• **Material for this exercise**
------

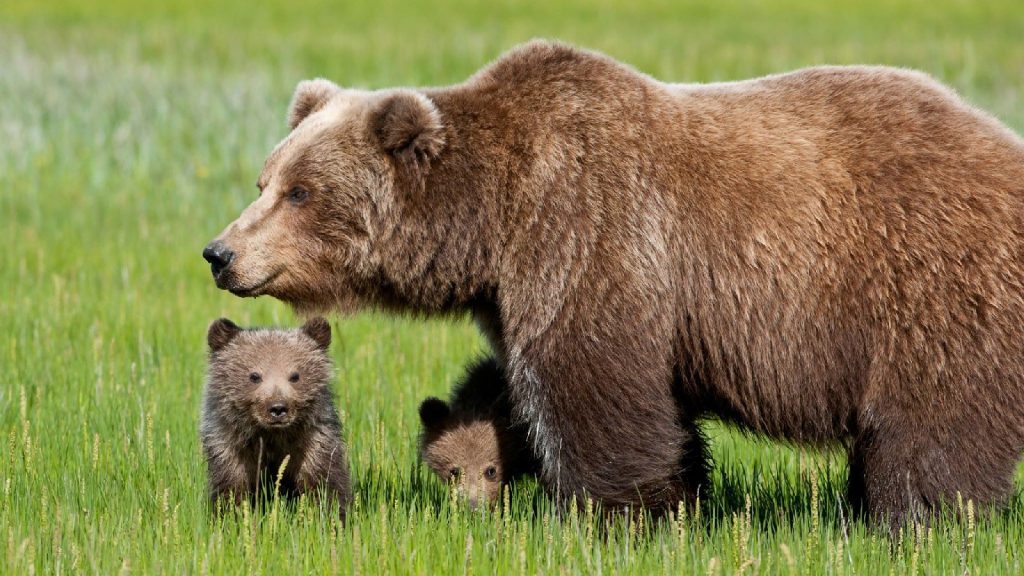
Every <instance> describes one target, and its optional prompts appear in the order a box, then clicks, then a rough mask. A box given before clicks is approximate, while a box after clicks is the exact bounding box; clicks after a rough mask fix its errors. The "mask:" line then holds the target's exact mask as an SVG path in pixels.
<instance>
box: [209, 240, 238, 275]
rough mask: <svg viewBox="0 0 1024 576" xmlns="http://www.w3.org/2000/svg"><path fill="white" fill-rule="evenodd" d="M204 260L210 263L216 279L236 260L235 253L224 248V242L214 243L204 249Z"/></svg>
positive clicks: (211, 269) (214, 242)
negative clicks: (217, 277) (231, 262)
mask: <svg viewBox="0 0 1024 576" xmlns="http://www.w3.org/2000/svg"><path fill="white" fill-rule="evenodd" d="M203 258H204V259H206V261H208V262H210V272H212V273H213V276H214V278H216V277H218V276H220V273H221V272H223V270H224V269H225V268H227V266H228V265H230V263H231V260H233V259H234V252H231V251H230V250H229V249H228V248H227V246H224V243H223V242H220V241H214V242H211V243H210V244H209V245H208V246H207V247H206V248H204V249H203Z"/></svg>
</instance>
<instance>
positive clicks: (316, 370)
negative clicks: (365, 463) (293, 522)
mask: <svg viewBox="0 0 1024 576" xmlns="http://www.w3.org/2000/svg"><path fill="white" fill-rule="evenodd" d="M207 339H208V342H209V346H210V363H209V373H208V378H207V385H206V392H205V394H204V399H203V414H202V422H201V425H200V436H201V438H202V441H203V452H204V453H205V455H206V460H207V465H208V472H209V476H208V480H209V494H210V498H211V499H212V500H213V501H214V502H216V501H217V500H218V499H222V498H230V499H231V500H233V501H236V502H238V501H240V500H241V499H242V498H244V497H251V498H252V499H253V500H254V501H255V498H256V497H257V496H259V495H260V494H262V495H263V496H269V495H271V494H272V493H273V490H274V489H275V487H274V483H275V481H276V478H278V474H279V471H280V470H281V466H282V464H283V463H284V460H285V458H286V457H288V458H289V460H288V463H287V464H286V467H285V468H284V472H283V475H282V478H281V485H280V487H279V488H280V490H281V493H282V494H283V495H285V496H289V497H292V496H298V495H299V494H302V493H312V494H314V495H321V492H322V491H323V493H324V494H325V495H328V496H331V497H333V498H334V499H335V500H336V503H337V504H338V506H339V508H340V510H341V512H342V515H343V513H344V509H345V506H346V504H347V503H348V501H349V500H350V499H351V488H350V485H349V478H348V464H347V463H346V457H347V456H346V451H345V445H344V443H343V442H342V439H341V422H340V420H339V418H338V414H337V412H336V411H335V408H334V403H333V401H332V399H331V389H330V380H331V360H330V358H329V357H328V354H327V352H328V348H329V347H330V345H331V326H330V324H328V323H327V321H326V320H324V319H322V318H317V319H313V320H310V321H309V322H307V323H306V324H305V325H304V326H303V327H302V328H301V329H299V330H269V329H242V328H239V327H238V326H236V325H234V324H233V323H232V322H231V321H229V320H227V319H220V320H217V321H215V322H214V323H213V324H212V325H211V326H210V330H209V333H208V336H207Z"/></svg>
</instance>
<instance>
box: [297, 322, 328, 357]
mask: <svg viewBox="0 0 1024 576" xmlns="http://www.w3.org/2000/svg"><path fill="white" fill-rule="evenodd" d="M302 332H303V333H304V334H305V335H306V336H309V337H310V338H312V339H313V341H314V342H316V345H317V346H319V347H321V348H322V349H327V348H329V347H331V323H329V322H328V321H327V319H325V318H324V317H322V316H317V317H316V318H310V319H309V320H308V321H306V323H305V324H303V325H302Z"/></svg>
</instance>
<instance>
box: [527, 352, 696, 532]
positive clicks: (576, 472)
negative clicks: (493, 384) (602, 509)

------

• **What you should do**
List every line in the entries above that contains the word "clicks".

• **Solution**
Every <instance> describes one target, and its optional prompts appear in the order a box, then clicks, then a rough mask. A box given before clicks is approximate, while a box after clicks is the exact bounding box; clicks after a rough mask fix its errors. The "mask:" line then holds the target's exact mask as an SVG path in pixels.
positive clicks: (211, 269) (214, 242)
negative clicks: (217, 277) (231, 262)
positive clicks: (316, 370)
negative clicks: (365, 463) (293, 522)
positive clicks: (576, 472)
negative clicks: (493, 384) (602, 509)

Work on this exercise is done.